お寿司の数え方は1貫、2貫。これは常識ですよね。

 

ですが2個セットで提供されることが多いお寿司は、1つずつで1貫と数えたり、2つで1貫と数えたり、人によってバラバラなのです。

 

いったいどっちが正しい数え方なのか、その謎に迫ります。

 

お寿司の歴史

皆さんがよく知るお寿司は、江戸前寿司と呼ばれるものです。

 

それ以前からお寿司は日本にも存在していたのですが、「なれずし」と呼ばれる酢飯と魚を発酵させて作るものが主流でした。

 

もともとは東南アジアの山間部にすむ民族が、貴重な魚を保存するために考案したものですが、それが中国を経由して奈良時代ごろには日本にも伝わっていたそうです。

 

 

しかし江戸時代になると、今のような握りずしが広まっていきます

 

江戸近郊では天然の漁場が多数あり、新鮮な魚介類を新鮮なうちに食すために、握りずしが出来上がりました。

 

なので握りずしは江戸にしかなかったものなのですね。

 

 

明治時代になり、1923年に関東大震災が発生。

 

東京の街は大打撃を受け、江戸前寿司も壊滅寸前でした。

 

何とか生き延びたすし職人たちは、東京から離れ全国へと散らばります

 

そしてその土地で江戸前寿司が広がり、今のように「寿司といえば江戸前寿司」という文化になっていったのです。

 

お寿司の数え方はどうして貫になった?

ではどうして寿司は1貫2貫と数えられるようになったのか。

 

こちらは諸説あって、有力なのは

 

海苔巻きを1巻と数えていたことから、握りずしも貫と数えるようになった説

重さの単位「貫」から転じた

 

という説の2つです。

 

海苔巻きについてはわかるのですが、重さの単位である「貫」はイマイチ馴染みがないかもしれません。

 

貫というのは尺貫法」における質量の単位です。

 

「尺」の方が長さを表し、「貫」の方が重さを表しているのですね。

 

今ではほとんど使われることはありませんが、明治時代には1貫=3.75キロと定義づけられてました。

 

 

さらに江戸時代までは通貨の単位としても使われていたといいます。

 

1文銭の重さを1匁(もんめ)として、1000匁=1貫とされていたのです。

 

もともと古代中国から、銭の真ん中に空いている穴にひもを通して、大量のお金をまとめるという文化はありました。

 

その文化は日本にも伝わり、江戸時代までは実際にそういった形式でお金がまとめられていたそうです。

————

## 作業内容
次の1.〜3.の記述が原文と合っているか、それぞれ「はい」か「いいえ」で答え、判断の決め手となる原文の言葉を引用してください。
1. なれずしは、酢飯と魚を発酵させて作るものである。
2. 明治時代には、1貫は3.75キロと定められていた。
3. 寿司を貫と数えるようになった理由について、有力な説は三つある。

## データ抜粋
————

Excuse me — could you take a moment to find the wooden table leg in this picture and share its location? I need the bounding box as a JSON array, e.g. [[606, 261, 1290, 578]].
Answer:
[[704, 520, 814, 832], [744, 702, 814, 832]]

————

## 解答
1. はい。「「なれずし」と呼ばれる酢飯と魚を発酵させて作るもの」
2. はい。「明治時代には1貫=3.75キロと定義づけられてました」
3. いいえ。「という説の2つです」